» **Task statement**
Retype the data that follows, keeping every character the same.

» **Supplied material**
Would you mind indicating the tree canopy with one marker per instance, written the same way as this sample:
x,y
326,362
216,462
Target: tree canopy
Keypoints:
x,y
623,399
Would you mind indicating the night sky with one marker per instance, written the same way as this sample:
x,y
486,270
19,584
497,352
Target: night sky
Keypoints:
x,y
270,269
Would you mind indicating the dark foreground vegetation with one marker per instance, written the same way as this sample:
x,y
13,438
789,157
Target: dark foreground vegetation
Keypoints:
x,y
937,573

» **Task result**
Would you mind indicating the tree canopy with one marker per instance, written the same way as this sample:
x,y
326,362
216,462
Target: tree canopy
Keypoints:
x,y
623,399
Would you mind indicating the night sky with one marker per instance, written the same way as this sample:
x,y
486,270
19,584
497,352
Target: night sky
Keypoints:
x,y
270,269
Would you mind indicating the dark foreground vegetation with one marker per instance, written the same way as this sample:
x,y
13,438
789,157
Target: dark foreground vegetation
Keypoints:
x,y
937,573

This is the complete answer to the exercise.